● Problem description
Set down every entry once more, character for character.

● Records for this task
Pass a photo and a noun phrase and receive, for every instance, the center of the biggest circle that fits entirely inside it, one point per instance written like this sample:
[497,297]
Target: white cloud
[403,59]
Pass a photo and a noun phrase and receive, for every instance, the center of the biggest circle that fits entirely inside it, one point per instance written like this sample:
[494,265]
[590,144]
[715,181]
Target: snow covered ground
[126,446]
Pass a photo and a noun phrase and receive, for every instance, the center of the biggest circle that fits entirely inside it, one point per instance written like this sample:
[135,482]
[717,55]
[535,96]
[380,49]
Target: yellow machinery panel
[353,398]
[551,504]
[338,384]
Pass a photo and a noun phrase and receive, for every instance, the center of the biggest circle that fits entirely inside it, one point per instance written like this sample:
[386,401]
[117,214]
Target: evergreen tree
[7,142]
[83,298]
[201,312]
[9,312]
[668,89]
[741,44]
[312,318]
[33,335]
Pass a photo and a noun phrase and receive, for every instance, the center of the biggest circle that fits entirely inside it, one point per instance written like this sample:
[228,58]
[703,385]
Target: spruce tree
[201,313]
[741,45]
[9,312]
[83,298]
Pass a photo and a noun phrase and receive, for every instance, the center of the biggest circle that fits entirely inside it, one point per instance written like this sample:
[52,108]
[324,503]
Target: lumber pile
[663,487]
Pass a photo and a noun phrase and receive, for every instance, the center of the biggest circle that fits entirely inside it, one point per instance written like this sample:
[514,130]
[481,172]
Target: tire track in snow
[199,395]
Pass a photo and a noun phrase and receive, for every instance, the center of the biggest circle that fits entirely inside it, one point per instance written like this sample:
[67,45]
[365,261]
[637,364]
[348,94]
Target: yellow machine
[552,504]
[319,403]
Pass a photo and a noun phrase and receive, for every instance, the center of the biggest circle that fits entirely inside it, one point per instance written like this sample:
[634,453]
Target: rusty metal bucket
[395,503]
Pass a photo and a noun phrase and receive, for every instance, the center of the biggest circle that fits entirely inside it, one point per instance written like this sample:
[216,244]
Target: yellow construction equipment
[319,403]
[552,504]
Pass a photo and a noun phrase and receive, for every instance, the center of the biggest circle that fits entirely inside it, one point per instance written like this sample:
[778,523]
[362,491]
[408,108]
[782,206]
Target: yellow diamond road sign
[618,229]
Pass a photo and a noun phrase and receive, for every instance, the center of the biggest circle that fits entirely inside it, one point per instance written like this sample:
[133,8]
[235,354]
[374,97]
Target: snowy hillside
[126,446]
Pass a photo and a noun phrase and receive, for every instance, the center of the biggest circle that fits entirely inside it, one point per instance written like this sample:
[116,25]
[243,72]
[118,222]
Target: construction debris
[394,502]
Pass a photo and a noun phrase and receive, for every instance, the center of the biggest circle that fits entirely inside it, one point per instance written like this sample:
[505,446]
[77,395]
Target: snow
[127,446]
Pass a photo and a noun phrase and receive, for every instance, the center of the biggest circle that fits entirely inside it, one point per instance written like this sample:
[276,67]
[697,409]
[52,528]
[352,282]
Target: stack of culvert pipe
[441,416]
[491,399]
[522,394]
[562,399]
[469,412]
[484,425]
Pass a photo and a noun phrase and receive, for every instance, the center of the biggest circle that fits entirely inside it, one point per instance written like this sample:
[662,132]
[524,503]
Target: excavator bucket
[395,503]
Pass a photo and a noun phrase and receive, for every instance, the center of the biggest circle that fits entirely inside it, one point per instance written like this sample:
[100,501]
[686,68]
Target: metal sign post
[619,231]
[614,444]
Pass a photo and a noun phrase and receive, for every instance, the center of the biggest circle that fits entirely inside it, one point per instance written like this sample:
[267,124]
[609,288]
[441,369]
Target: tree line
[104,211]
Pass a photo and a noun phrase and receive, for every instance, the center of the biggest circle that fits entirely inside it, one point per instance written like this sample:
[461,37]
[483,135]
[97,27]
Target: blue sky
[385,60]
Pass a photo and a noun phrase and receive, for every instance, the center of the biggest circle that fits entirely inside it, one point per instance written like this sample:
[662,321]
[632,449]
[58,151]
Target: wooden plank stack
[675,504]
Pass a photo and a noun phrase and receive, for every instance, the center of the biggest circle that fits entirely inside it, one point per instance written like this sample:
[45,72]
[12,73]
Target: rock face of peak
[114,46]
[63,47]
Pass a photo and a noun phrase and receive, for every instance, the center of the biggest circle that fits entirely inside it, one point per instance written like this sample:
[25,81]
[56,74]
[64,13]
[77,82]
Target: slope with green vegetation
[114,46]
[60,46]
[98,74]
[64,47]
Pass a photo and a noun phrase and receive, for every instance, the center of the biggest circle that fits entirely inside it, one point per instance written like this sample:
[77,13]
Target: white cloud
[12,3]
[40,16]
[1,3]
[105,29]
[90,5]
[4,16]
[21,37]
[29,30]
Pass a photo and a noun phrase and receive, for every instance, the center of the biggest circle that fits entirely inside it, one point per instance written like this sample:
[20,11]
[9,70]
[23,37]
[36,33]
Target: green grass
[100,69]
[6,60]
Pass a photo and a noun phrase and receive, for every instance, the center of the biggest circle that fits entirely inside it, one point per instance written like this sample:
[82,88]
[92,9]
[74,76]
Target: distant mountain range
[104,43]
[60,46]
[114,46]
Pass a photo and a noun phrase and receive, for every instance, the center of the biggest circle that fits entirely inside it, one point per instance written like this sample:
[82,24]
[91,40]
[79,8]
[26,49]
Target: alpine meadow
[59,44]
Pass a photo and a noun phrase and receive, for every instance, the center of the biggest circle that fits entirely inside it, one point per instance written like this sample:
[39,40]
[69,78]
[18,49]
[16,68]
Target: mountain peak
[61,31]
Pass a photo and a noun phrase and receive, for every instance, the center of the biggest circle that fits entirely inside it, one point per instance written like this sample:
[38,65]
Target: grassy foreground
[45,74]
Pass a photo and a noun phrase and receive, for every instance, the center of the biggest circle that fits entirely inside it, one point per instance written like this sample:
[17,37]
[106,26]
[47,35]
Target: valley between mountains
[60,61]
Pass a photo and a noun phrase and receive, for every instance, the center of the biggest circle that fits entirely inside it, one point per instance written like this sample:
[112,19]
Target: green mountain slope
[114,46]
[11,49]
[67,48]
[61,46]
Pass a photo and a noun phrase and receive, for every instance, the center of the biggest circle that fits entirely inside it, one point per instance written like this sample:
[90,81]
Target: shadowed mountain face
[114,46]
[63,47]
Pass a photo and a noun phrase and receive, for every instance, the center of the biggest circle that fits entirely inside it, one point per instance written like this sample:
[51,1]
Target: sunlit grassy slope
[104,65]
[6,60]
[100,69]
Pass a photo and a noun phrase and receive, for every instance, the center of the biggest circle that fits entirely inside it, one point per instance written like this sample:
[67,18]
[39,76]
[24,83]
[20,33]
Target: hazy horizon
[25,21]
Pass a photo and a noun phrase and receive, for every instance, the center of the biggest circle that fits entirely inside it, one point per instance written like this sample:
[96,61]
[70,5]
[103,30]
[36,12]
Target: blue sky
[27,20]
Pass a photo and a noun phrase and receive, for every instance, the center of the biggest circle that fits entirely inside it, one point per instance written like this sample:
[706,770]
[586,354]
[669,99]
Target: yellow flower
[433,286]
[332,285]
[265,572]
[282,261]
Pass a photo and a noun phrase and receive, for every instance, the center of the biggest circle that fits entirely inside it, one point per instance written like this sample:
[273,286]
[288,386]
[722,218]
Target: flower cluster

● Solution to this task
Pass a photo and a noun phrase and receive, for every instance, the center of the biggest circle that fits entirely inside it, one point per instance written like this sample:
[497,297]
Target: white cloud
[403,59]
Pass a photo and a noun phrase and receive, for every instance, the center of the biggest circle that fits entirely inside it, one point per instance written like this sample:
[494,265]
[590,144]
[715,181]
Target: snow covered ground
[126,446]
Pass a photo and a noun phrase and receive, for every instance, the center of the biggest circle that fits entirely inside it, one point per instance written like this sample:
[135,482]
[717,55]
[535,96]
[380,49]
Target: yellow machinery panel
[353,398]
[551,504]
[338,384]
Pass a photo and a noun phrase and receive, for every instance, the center of the biggest circle that fits entirely inside it, one point per instance written like this sample:
[386,401]
[117,214]
Target: evergreen tree
[7,142]
[83,298]
[201,312]
[9,312]
[668,89]
[741,44]
[312,318]
[33,335]
Pass a photo and a noun phrase and receive, for every instance, the center of the biggest circle that fits entirely inside it, one point per instance written like this sample:
[228,58]
[703,385]
Target: spruce tree
[201,313]
[741,45]
[9,312]
[83,298]
Pass a photo and a noun phrase and receive, for every instance, the center of the biggest circle that fits entirely inside it, one point per instance written like this sample:
[52,108]
[324,503]
Target: lumber pile
[663,487]
Pass a photo and a noun phrase and receive, for every instance, the center of the biggest circle that fits entirely inside it, one point per instance written like this sample:
[514,130]
[481,172]
Target: tire track in snow
[199,395]
Pass a photo and a noun phrase and receive, for every instance, the center of the biggest circle that fits entirely inside it, one point per instance written like this sample:
[67,45]
[365,261]
[637,364]
[348,94]
Target: yellow machine
[552,504]
[319,403]
Pass a photo and a noun phrase and receive, for every instance, the center of the biggest circle that fits entirely inside it, one point per instance written like this sample:
[634,453]
Target: rusty metal bucket
[395,503]
Pass a photo and a noun phrase and receive, for every instance, the center of the biggest circle that fits entirely inside it, one point per instance written like this sample:
[216,244]
Target: yellow construction equipment
[319,403]
[552,504]
Pass a photo and a noun phrase and receive, for every instance, the center of the biggest circle that fits entirely inside it, one point per instance written like this sample:
[778,523]
[362,491]
[408,108]
[782,206]
Target: yellow diamond road sign
[618,229]
Pass a photo and a noun phrase and receive, for every instance, the center of the biggest circle that fits entirely inside it, one point per instance written like this sample:
[133,8]
[235,354]
[374,97]
Target: snowy hillside
[126,446]
Pass a photo and a noun phrase and receive, for every instance, the center of the biggest circle that fits entirely inside it, one point per instance written like this sample:
[116,25]
[243,72]
[118,222]
Target: construction debris
[394,502]
Pass a photo and a noun phrase and receive, for every instance, the center of the biggest circle that fits entirely inside it, one point per instance written like this sample:
[505,446]
[77,395]
Target: snow
[127,446]
Pass a photo and a noun phrase and receive, for every instance, the center of the biggest circle that fits entirely inside it, one point per instance written like this sample:
[276,67]
[697,409]
[52,528]
[352,282]
Target: stack of culvert pipe
[441,416]
[491,399]
[522,394]
[562,399]
[469,412]
[484,425]
Pass a photo and a noun phrase and receive, for every instance, the center of the biggest circle that fits entirely inside it, one point per instance written like this sample:
[662,132]
[524,503]
Target: excavator bucket
[395,503]
Pass a photo and a noun phrase and receive, for every instance, the center of the biggest circle that fits entirely inside it, one point per instance written like this sample:
[100,501]
[686,68]
Target: metal sign post
[619,231]
[614,444]
Pass a photo and a noun phrase and receive, for every instance, the center of the biggest circle that fits entirely inside it, one point per instance written like this sample:
[267,124]
[609,288]
[441,369]
Target: tree line
[104,211]
Pass a photo and a noun phrase and receive, for every instance, the center of the biggest circle that fits entirely inside it, one point per instance written like this sample:
[461,37]
[483,135]
[97,27]
Target: blue sky
[385,60]
Pass a photo and a noun phrase and receive, for every instance, the center of the biggest circle that fits entirely inside it, one point per instance written like this sample:
[662,321]
[632,449]
[58,151]
Target: wooden plank stack
[675,504]
Pass a photo and a noun phrase and receive, for every instance, the center of the biggest circle that fits entirely inside it, one point per instance written like this sample:
[45,72]
[12,73]
Target: rock face of peak
[114,46]
[63,47]
Pass a photo and a noun phrase and receive, for every instance, the center of the biggest circle that fits entirely inside it, one point per instance written like this sample:
[25,81]
[56,74]
[64,13]
[77,82]
Target: slope with green vegetation
[114,46]
[60,46]
[98,74]
[64,47]
Pass a photo and a noun phrase and receive, for every instance, the center of the biggest circle that fits entirely inside it, one point per instance written like this sample:
[77,13]
Target: white cloud
[12,3]
[40,16]
[1,3]
[105,29]
[90,5]
[4,16]
[21,37]
[29,30]
Pass a photo and a noun phrase and receive, for every instance, the center of the biggest circle that fits entirely inside it, one point per instance written like this sample:
[20,11]
[9,70]
[23,37]
[36,33]
Target: green grass
[100,69]
[6,60]
Pass a photo and a noun phrase and receive, for every instance, the center of the biggest circle that fits entirely inside it, one point per instance written like this sample:
[82,88]
[92,9]
[74,76]
Target: distant mountain range
[104,43]
[60,46]
[114,46]
Pass a photo and a noun phrase and receive, for every instance, the center of the biggest circle that fits entirely inside it, one point per instance written like this sample:
[82,24]
[91,40]
[79,8]
[26,49]
Target: alpine meadow
[59,44]
Pass a photo and a noun phrase and receive, for every instance, the center of the biggest circle that fits entirely inside it, one point per instance written like this sample:
[39,40]
[69,78]
[18,49]
[16,68]
Target: mountain peak
[61,31]
Pass a photo and a noun phrase and receive, for every instance, the center of the biggest circle that fits entirely inside it, one point per instance written like this sample:
[38,65]
Target: grassy foreground
[45,74]
Pass a photo and a noun phrase and receive, for every instance, the center of the biggest circle that fits entirely inside it, one point per instance written like this sample:
[17,37]
[106,26]
[47,35]
Target: valley between mountains
[60,61]
Pass a photo and a noun phrase and receive, for every instance, the center of the biggest circle that fits entirely inside it, one point per instance written like this sample:
[112,19]
Target: green mountain slope
[114,46]
[11,49]
[67,48]
[61,46]
Pass a photo and a noun phrase and receive, for every instance, the center of the biggest circle that fits entirely inside it, one point per instance written like this sample:
[90,81]
Target: shadowed mountain face
[114,46]
[63,47]
Pass a photo and a noun phrase and receive, for every instance, the center of the biggest circle that fits entirely inside it, one point per instance written like this sample:
[51,1]
Target: sunlit grassy slope
[104,65]
[6,60]
[100,69]
Pass a photo and a noun phrase and receive, for every instance, the center of the biggest circle that fits entirely inside it, one point per instance written like this sample:
[67,18]
[39,76]
[24,83]
[20,33]
Target: hazy horizon
[25,21]
Pass a photo and a noun phrase and receive, for every instance, the center of the biggest circle that fits entirely inside it, one point per instance written like this sample:
[96,61]
[70,5]
[103,30]
[36,12]
Target: blue sky
[27,20]
Pass a photo and a noun phrase and receive, for every instance, the center of the biggest circle that fits entirely inside it, one point per instance written like this sample:
[706,770]
[586,354]
[669,99]
Target: yellow flower
[433,286]
[332,285]
[265,572]
[282,261]
Pass a photo and a noun phrase and receive, for every instance, the center of the biggest circle that fits entirely inside it, one point per instance written like this sample:
[273,286]
[288,386]
[722,218]
Target: flower cluster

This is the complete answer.